Labeled-object pointing entries
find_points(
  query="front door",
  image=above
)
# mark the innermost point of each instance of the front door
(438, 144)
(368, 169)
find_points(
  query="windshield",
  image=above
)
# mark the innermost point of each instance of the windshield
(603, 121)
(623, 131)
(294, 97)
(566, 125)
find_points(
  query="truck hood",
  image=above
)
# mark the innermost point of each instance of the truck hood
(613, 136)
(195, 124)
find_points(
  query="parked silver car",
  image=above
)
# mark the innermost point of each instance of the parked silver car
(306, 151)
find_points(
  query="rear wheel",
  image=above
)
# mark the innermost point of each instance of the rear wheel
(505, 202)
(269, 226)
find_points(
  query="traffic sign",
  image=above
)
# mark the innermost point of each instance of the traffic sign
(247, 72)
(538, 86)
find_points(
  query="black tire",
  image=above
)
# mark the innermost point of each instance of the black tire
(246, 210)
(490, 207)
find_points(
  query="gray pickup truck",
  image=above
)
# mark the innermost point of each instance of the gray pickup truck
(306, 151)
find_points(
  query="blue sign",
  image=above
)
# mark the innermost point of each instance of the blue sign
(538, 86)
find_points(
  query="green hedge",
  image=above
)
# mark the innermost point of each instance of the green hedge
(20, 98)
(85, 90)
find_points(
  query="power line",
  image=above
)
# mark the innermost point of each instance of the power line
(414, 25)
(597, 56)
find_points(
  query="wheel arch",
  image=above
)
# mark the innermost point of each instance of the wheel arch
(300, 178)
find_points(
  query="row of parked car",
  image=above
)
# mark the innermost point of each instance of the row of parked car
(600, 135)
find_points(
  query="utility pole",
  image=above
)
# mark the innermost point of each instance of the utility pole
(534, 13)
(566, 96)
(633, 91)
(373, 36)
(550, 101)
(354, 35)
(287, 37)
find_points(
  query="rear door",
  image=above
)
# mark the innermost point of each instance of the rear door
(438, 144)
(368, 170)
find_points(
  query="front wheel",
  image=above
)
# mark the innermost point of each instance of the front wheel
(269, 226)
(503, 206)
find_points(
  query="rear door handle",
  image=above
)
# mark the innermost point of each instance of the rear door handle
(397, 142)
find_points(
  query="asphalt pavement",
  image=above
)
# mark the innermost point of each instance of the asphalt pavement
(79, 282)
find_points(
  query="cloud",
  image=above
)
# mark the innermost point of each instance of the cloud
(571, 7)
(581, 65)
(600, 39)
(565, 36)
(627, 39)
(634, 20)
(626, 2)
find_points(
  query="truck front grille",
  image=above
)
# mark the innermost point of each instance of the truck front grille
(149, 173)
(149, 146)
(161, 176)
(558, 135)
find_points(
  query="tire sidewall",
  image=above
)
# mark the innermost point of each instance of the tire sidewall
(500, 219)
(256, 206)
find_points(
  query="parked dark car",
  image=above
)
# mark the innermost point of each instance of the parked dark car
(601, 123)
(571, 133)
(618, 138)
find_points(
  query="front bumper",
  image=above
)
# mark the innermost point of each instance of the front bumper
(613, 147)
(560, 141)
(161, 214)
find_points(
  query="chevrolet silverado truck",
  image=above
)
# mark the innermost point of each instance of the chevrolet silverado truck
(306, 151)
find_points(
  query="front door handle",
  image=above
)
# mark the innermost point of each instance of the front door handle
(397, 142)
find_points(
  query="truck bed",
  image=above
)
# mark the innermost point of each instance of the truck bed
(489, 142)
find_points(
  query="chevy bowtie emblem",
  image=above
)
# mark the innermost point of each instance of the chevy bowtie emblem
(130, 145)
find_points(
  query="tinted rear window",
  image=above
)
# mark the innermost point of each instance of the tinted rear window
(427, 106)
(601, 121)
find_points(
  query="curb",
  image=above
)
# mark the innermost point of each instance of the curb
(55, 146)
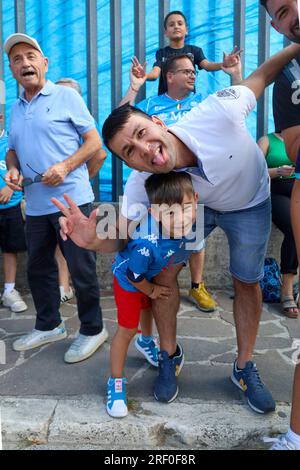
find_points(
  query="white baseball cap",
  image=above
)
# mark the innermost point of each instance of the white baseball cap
(17, 38)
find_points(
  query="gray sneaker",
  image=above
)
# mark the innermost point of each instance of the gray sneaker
(37, 338)
(84, 346)
(14, 301)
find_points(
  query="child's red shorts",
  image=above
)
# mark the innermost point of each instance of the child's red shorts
(129, 305)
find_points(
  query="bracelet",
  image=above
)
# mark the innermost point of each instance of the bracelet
(149, 295)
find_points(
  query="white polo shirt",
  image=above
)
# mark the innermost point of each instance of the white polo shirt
(232, 173)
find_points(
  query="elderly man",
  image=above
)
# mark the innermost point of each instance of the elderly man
(286, 105)
(229, 172)
(47, 157)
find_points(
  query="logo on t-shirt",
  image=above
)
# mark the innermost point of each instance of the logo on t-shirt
(228, 94)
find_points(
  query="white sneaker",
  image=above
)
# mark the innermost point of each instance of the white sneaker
(14, 301)
(281, 443)
(37, 338)
(65, 296)
(84, 346)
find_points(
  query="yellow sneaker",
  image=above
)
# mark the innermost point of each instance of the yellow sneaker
(202, 298)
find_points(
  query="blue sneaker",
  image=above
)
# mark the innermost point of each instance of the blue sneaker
(148, 349)
(258, 396)
(166, 387)
(116, 405)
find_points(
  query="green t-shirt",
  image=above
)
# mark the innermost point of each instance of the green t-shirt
(277, 155)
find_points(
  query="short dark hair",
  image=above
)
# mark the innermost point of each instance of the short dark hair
(168, 188)
(117, 120)
(264, 4)
(171, 61)
(175, 12)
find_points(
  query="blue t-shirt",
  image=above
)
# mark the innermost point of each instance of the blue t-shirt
(147, 254)
(17, 195)
(45, 131)
(168, 109)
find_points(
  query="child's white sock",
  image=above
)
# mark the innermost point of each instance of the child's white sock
(8, 287)
(294, 438)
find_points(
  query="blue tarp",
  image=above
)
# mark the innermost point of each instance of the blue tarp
(60, 28)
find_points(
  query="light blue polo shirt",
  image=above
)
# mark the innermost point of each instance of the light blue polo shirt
(168, 109)
(45, 131)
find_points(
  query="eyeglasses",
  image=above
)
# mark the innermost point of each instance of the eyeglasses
(187, 72)
(28, 181)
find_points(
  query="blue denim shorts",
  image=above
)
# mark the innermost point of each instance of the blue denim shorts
(248, 233)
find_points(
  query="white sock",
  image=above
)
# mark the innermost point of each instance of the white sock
(294, 438)
(8, 287)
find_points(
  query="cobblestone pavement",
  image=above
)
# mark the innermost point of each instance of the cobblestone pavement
(208, 341)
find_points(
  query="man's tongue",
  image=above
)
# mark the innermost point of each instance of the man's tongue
(159, 159)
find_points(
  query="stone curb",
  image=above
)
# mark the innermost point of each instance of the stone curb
(82, 422)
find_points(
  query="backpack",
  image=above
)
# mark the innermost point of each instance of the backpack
(271, 282)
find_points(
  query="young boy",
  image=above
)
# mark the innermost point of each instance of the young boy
(176, 29)
(160, 241)
(12, 236)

What is asked >>
Reproduce every record word for word. The copy must contain no pictures.

Result >>
find_points(
  query="front door",
  image=above
)
# mark the innermost point of each instance of the front door
(438, 144)
(368, 169)
find_points(
  query="windshield",
  image=above
)
# mark the innermost point of each instance of the windshield
(603, 121)
(623, 131)
(294, 97)
(566, 125)
find_points(
  query="truck hood",
  image=above
)
# mark the innermost point of each instance of the truck hood
(613, 136)
(195, 124)
find_points(
  query="parked silver car",
  image=above
)
# mark the innermost point of each instance of the parked silver car
(306, 151)
find_points(
  query="rear wheel",
  image=above
)
# mark the innermost point of each instance of the rear wheel
(505, 202)
(269, 226)
find_points(
  query="traffic sign",
  image=above
)
# mark the innermost point of each instance of the traffic sign
(247, 72)
(538, 86)
find_points(
  query="black tire",
  image=above
)
# mark the innermost point of each instance of the black tire
(246, 210)
(490, 207)
find_points(
  query="gray pickup truck",
  image=above
)
# mark the innermost point of each instance of the gray pickup truck
(306, 151)
find_points(
  query="blue sign",
  image=above
)
# mark the innermost point of each instance of the blue sign
(538, 86)
find_points(
  query="green hedge",
  image=above
)
# mark the innermost point of each instance of the green hedge
(20, 98)
(85, 90)
find_points(
  query="power line",
  image=above
)
# mark the innermost point of each instance of the power line
(414, 25)
(597, 56)
find_points(
  query="wheel arch",
  image=above
)
# mark the innermost point of each instance of the wheel arch
(300, 178)
find_points(
  query="row of parked car",
  image=above
)
# mark the innermost point of each instance of the row of parked car
(600, 135)
find_points(
  query="utility pole",
  image=above
)
# mark the innermost point of each instance of the utility pole
(534, 13)
(566, 96)
(633, 91)
(373, 36)
(550, 101)
(354, 35)
(287, 37)
find_points(
  query="rear door",
  image=above
)
# mark the innermost point of each instance of the rear door
(438, 144)
(368, 170)
find_points(
  query="front wheel",
  image=above
)
# mark the innermost point of each instance of the front wheel
(269, 226)
(503, 206)
find_points(
  query="rear door handle",
  image=above
)
# mark the innermost point of each instance of the rear door handle
(397, 142)
find_points(
  query="asphalt pavement",
  image=above
)
# mark the innermost point of each instance of the asphalt pavement
(79, 282)
find_points(
  query="cloud",
  image=above
)
# mark the innermost point of each instance of the cloud
(571, 7)
(581, 65)
(600, 39)
(565, 36)
(627, 39)
(634, 20)
(626, 2)
find_points(
  query="truck front grille",
  image=above
)
# mark the innermost point of each instance of the truck front grille
(149, 173)
(149, 146)
(161, 176)
(558, 135)
find_points(
  query="tire sidewall",
  image=above
)
# mark the innermost point of each instance of the tire sidewall
(500, 219)
(256, 206)
find_points(
  query="parked dark car",
  image=above
)
# mark the innermost point of each instance of the parked dark car
(601, 123)
(571, 133)
(618, 138)
find_points(
  query="front bumper",
  image=above
)
# mark the innermost point of each instance of the front bumper
(613, 147)
(560, 141)
(161, 214)
find_points(
  query="chevrolet silverado truck",
  image=above
)
# mark the innermost point of each instance of the chevrolet silverado truck
(306, 151)
find_points(
  query="front door handle",
  image=above
)
# mark the innermost point of each instance of the front door handle
(397, 142)
find_points(
  query="truck bed",
  image=above
)
# mark the innermost point of each instance of the truck bed
(489, 142)
find_points(
  query="chevy bowtie emblem",
  image=above
)
# mark the innermost point of each instance of the chevy bowtie emblem
(130, 145)
find_points(
  query="tinted rear window",
  image=above
)
# mark the innermost point of each instance of the tinted rear window
(427, 106)
(601, 121)
find_points(
  query="curb",
  image=above
)
# mark the innermost point of each instance of the curb
(55, 146)
find_points(
  query="white baseball cap",
  image=above
)
# mark the innermost point of each instance of the white baseball cap
(17, 38)
find_points(
  query="gray sneaker",
  image=above
)
# mark the innermost point of each instance of the gray sneaker
(37, 338)
(84, 346)
(14, 301)
find_points(
  query="child's red shorts",
  image=above
)
# mark the innermost point of each instance of the child's red shorts
(129, 305)
find_points(
  query="bracelet",
  image=above
)
# mark the innermost point of each instance of the bracelet
(149, 295)
find_points(
  query="white polo shirt",
  image=above
)
# mark the innermost point of each instance of the white polo shirt
(232, 173)
find_points(
  query="elderly man",
  image=above
)
# mark the innermost point of each instance of the elderly man
(286, 105)
(229, 172)
(47, 157)
find_points(
  query="logo on t-shirt",
  image=above
)
# mark the innermost point of each instance of the logo on t-shirt
(228, 94)
find_points(
  query="white sneaker",
  image=above
)
# mark the innermost point of each instance of the white sneaker
(14, 301)
(281, 443)
(37, 338)
(65, 296)
(84, 346)
find_points(
  query="yellow sneaker",
  image=above
)
# mark the innermost point of each instance of the yellow sneaker
(202, 298)
find_points(
  query="blue sneaker",
  image=above
)
# mark the innermost point of each instance of the blue sneaker
(148, 349)
(258, 396)
(166, 387)
(116, 405)
find_points(
  query="green t-shirt",
  image=above
)
# mark the innermost point of each instance of the green t-shirt
(277, 155)
find_points(
  query="short dark hair",
  image=above
)
# mark the innermost point of each instance of the short dark hair
(168, 188)
(117, 120)
(264, 4)
(171, 61)
(175, 12)
find_points(
  query="blue t-shirt",
  image=above
)
# mark the innermost point of each instance of the blue t-shirt
(147, 254)
(17, 195)
(45, 131)
(168, 109)
find_points(
  query="child's white sock",
  image=above
)
# mark the innermost point of each instance of the child's white sock
(8, 287)
(294, 438)
find_points(
  query="blue tarp",
  image=above
)
# mark the innermost point of each instance of the blue tarp
(60, 28)
find_points(
  query="light blue polo shirt",
  image=above
)
# mark the innermost point of each instance of the light blue polo shirt
(168, 109)
(45, 131)
find_points(
  query="eyeglasses",
  image=above
)
# mark the innermost point of each instance of the eyeglasses
(187, 72)
(28, 181)
find_points(
  query="blue denim shorts",
  image=above
)
# mark the innermost point of each instance of the blue denim shorts
(248, 233)
find_points(
  query="white sock",
  image=above
)
# mark the innermost point of each instance of the white sock
(294, 438)
(8, 287)
find_points(
  query="cobblestone pavement",
  image=above
)
# mark the innermost point of each instance of the cobblestone pavement
(208, 341)
find_points(
  query="man's tongue",
  image=above
)
# mark the innermost point of each instance of the man's tongue
(159, 159)
find_points(
  query="stone curb",
  image=above
)
# mark the innermost point of each instance of the stone curb
(82, 422)
find_points(
  query="backpack",
  image=above
)
# mark the innermost point of each instance of the backpack
(271, 282)
find_points(
  query="young boy",
  image=above
)
# mark the innermost point of each instance of the young boy
(176, 29)
(160, 241)
(12, 236)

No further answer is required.